[Pointing and labeling entries]
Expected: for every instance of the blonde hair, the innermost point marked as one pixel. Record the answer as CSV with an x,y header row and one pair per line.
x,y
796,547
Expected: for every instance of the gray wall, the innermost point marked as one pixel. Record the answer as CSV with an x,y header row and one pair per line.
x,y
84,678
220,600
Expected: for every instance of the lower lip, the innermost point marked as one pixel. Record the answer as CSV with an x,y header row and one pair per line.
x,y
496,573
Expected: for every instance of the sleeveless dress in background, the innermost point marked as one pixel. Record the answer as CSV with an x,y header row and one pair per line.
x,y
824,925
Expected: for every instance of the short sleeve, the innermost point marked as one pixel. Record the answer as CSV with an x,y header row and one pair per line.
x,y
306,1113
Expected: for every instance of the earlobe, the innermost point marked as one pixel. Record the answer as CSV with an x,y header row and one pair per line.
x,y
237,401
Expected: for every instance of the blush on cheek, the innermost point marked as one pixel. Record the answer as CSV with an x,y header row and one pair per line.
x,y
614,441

◆ **TASK TO COMPLETE**
Rewrite all of the material above as a numbered list, one line per number, and skip any blank lines.

◆ **RESULT OF THIS TASK**
1. Expected: for every instance of the blonde hair, the innermost point marked as one pixel. Record the answer as CSV with an x,y header row and one pair per line.
2. x,y
3. 796,547
4. Expected: for every instance of the gray wall, the innermost point marked as one pixel. Record the answer as CSV with an x,y header row and one pair per line.
5. x,y
6. 84,678
7. 220,600
8. Expected: for every instance of the lower lip, the innermost point marked as one pixel. Record the answer as CSV with an x,y header row and one pair per line.
9. x,y
10. 496,573
11. Expected: for every instance of the sleeveless dress in background, the innermost point marked as one pixel. Record the answer as CSV with an x,y header row and one pair per line.
12. x,y
13. 824,925
14. Expected: for every instance of the short sleeve, the innermost point marked as one pixel. Record the answer as CSV with an x,y header row and one pair per line.
15. x,y
16. 306,1113
17. Expected: for every instance of the earlobe, the innermost point marked as one pixel. Record the answer as CSV with an x,y header row and one pair per line.
18. x,y
19. 237,401
20. Expected: for every instance of the blush on cheek, the innermost point marked as one pixel. Record the answer as CSV with an x,y header row and one pair per line.
21. x,y
22. 614,441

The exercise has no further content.